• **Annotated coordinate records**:
* Start *

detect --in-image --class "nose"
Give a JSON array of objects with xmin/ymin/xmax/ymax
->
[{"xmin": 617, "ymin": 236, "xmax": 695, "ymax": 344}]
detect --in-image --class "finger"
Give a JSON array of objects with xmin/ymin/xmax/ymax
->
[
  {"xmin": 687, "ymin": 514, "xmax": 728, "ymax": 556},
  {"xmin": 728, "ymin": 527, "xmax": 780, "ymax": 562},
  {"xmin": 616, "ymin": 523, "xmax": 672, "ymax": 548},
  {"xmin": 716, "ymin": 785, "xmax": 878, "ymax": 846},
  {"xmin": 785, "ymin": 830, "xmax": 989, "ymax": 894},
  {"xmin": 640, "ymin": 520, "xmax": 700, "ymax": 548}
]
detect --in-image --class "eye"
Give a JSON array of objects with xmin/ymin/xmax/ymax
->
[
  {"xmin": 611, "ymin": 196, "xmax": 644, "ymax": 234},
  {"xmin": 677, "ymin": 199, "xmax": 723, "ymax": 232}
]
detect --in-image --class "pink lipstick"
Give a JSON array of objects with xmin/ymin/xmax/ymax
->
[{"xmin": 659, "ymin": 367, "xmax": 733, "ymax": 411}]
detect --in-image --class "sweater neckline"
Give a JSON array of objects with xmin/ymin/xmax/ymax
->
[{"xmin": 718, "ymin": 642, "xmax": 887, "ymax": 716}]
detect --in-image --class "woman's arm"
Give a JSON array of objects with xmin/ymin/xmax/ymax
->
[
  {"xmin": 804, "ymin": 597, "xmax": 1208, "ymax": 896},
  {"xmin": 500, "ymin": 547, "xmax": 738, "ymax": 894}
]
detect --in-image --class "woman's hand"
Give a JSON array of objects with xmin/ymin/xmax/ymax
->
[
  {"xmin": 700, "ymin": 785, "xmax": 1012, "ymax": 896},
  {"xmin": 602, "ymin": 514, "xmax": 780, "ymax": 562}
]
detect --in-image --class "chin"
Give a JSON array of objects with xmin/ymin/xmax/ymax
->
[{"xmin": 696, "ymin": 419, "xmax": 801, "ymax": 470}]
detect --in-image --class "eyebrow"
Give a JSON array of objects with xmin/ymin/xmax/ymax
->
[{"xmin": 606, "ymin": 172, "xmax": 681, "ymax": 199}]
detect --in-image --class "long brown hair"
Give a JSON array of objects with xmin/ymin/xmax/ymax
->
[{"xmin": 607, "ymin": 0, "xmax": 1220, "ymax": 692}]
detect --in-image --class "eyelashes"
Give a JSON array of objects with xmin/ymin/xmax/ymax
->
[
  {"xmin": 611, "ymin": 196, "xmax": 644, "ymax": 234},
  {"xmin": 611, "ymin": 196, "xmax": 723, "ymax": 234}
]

* End *
* Start *

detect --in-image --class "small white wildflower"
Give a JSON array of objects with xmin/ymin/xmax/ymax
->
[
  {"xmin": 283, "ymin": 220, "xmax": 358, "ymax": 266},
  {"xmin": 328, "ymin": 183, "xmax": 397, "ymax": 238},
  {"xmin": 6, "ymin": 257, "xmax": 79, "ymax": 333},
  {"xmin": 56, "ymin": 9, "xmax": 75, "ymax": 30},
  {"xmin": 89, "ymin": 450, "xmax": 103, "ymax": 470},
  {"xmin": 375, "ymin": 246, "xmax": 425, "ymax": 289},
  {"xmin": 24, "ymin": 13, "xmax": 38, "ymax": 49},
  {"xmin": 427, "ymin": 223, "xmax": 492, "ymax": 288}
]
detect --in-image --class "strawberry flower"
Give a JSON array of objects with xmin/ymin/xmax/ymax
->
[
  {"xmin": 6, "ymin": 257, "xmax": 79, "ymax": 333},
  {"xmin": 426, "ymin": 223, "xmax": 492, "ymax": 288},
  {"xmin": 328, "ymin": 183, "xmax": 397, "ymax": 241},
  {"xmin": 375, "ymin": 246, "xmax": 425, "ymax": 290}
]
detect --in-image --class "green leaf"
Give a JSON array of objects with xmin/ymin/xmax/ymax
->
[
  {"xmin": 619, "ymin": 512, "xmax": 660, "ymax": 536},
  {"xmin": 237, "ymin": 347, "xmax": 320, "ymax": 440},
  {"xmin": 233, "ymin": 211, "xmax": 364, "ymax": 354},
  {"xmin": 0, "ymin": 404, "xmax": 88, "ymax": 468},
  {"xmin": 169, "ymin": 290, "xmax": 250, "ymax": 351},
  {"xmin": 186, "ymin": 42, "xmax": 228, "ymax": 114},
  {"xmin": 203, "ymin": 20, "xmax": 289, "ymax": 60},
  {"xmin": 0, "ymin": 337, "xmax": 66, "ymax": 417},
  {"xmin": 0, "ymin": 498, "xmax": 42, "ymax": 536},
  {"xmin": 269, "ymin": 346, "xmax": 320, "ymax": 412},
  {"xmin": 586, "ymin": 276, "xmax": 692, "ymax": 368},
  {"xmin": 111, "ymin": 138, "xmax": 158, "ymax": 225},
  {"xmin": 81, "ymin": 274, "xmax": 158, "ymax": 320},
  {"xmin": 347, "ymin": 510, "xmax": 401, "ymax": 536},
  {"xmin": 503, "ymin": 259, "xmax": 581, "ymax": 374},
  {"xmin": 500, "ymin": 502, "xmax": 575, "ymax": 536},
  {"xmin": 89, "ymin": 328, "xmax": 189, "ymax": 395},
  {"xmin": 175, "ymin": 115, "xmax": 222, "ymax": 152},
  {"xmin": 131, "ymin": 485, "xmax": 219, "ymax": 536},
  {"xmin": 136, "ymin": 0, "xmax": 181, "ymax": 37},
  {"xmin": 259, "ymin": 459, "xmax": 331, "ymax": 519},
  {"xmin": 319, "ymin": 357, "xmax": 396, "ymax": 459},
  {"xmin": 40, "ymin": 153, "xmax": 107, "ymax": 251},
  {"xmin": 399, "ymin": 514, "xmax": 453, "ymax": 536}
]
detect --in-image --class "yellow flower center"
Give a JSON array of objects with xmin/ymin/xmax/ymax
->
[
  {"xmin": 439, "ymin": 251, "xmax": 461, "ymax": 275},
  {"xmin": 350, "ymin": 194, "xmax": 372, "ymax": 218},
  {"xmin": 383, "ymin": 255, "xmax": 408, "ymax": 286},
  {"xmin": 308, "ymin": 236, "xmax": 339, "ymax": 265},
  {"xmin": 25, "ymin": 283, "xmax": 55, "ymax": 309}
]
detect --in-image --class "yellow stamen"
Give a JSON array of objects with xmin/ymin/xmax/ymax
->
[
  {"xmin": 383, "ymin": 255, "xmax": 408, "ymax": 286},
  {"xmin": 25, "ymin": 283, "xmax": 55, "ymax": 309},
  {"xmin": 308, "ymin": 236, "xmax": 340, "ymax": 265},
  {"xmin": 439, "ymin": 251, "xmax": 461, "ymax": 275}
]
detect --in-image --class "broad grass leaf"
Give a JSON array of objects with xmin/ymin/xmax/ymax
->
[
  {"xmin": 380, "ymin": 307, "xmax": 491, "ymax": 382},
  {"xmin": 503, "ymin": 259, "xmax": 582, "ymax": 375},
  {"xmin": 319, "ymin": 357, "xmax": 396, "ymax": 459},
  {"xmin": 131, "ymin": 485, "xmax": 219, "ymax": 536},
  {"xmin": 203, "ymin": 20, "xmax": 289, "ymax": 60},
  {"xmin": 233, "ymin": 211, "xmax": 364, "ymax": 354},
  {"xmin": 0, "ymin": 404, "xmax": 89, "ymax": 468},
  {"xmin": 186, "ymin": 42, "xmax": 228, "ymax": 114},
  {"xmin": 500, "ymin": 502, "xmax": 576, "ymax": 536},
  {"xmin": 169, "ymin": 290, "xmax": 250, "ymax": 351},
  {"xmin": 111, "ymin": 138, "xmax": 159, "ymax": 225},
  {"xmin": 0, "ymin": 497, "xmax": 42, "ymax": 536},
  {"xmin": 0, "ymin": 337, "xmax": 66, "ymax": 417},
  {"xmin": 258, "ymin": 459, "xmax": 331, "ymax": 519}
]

* End *
* Start *

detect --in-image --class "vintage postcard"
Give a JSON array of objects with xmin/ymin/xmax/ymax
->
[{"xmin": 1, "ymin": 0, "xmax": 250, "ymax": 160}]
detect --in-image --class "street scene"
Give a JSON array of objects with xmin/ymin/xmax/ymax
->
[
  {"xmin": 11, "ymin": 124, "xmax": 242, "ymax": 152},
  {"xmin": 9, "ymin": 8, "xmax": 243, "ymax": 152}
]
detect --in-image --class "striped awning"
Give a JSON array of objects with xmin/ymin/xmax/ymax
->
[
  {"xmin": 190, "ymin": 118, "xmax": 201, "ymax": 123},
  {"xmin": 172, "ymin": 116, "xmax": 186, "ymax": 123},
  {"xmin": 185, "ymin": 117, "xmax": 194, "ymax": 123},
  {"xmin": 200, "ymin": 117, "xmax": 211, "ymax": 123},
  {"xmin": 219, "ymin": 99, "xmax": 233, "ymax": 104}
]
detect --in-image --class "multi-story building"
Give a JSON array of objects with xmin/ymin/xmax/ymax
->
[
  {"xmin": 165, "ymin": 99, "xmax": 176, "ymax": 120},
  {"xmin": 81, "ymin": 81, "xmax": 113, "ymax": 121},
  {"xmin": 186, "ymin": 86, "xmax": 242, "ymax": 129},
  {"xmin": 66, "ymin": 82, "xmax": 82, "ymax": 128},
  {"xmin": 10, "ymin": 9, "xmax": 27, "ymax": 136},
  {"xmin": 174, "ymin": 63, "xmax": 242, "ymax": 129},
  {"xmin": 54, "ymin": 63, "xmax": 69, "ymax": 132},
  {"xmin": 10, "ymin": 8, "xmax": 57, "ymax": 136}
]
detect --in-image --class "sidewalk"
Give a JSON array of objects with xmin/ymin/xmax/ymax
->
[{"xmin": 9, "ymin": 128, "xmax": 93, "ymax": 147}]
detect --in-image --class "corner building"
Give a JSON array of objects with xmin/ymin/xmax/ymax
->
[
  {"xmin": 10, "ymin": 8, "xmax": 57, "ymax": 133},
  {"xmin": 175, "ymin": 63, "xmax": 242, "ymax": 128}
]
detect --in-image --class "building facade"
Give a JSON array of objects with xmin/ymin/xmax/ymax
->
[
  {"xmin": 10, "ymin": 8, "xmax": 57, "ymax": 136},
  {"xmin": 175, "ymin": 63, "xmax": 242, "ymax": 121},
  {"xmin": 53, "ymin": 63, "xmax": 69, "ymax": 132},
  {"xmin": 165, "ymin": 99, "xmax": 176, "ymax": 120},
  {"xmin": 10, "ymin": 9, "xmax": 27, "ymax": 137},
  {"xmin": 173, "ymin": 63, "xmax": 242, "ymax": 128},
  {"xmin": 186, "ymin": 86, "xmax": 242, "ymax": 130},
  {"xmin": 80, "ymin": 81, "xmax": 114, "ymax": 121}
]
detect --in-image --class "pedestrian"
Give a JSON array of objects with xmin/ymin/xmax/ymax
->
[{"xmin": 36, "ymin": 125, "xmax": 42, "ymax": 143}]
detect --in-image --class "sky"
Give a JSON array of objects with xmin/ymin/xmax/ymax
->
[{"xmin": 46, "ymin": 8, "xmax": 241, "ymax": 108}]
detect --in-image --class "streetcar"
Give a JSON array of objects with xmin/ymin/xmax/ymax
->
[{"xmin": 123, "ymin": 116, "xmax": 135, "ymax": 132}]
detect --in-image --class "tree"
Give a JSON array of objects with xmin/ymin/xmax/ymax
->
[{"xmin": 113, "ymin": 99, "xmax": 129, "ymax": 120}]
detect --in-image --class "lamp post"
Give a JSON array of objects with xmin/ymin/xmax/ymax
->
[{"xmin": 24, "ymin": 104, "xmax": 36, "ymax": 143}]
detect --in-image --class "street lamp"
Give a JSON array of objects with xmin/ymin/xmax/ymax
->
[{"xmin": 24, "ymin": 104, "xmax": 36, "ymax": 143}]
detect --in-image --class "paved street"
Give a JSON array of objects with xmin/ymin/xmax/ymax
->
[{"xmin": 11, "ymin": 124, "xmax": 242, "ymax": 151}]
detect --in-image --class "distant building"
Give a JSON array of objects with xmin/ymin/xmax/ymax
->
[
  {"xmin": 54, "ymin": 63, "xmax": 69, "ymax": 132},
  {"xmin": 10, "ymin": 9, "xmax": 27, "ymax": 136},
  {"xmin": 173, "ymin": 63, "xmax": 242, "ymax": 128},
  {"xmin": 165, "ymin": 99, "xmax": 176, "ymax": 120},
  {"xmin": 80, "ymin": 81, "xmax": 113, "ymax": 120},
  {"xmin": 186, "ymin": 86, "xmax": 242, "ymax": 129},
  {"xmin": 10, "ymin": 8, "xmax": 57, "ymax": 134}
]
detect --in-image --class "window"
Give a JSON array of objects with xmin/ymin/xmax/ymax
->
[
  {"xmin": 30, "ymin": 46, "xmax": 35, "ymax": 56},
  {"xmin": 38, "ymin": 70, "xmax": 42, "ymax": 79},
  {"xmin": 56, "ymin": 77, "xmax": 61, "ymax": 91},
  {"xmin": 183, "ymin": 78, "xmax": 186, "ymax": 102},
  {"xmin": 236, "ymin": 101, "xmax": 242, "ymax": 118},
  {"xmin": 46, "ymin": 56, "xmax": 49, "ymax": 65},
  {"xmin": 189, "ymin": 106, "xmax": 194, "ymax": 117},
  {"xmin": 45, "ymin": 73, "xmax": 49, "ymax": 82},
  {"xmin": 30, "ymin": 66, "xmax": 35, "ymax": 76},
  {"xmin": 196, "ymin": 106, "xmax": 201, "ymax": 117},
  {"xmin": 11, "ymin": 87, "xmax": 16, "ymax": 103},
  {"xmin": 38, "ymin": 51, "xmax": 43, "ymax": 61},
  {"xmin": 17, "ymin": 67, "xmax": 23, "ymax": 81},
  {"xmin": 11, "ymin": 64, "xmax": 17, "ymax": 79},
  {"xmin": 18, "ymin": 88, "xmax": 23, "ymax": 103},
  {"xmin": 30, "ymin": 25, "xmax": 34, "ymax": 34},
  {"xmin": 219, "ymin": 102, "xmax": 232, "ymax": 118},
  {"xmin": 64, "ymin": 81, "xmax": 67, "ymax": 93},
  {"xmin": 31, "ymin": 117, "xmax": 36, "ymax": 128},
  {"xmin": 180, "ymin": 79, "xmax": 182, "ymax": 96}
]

* End *

• **DIRECTIONS**: Count the lines of the entries above that contain the string "yellow", treating case as significant. Give only the number.

• **RESULT FOR THIS TASK**: 2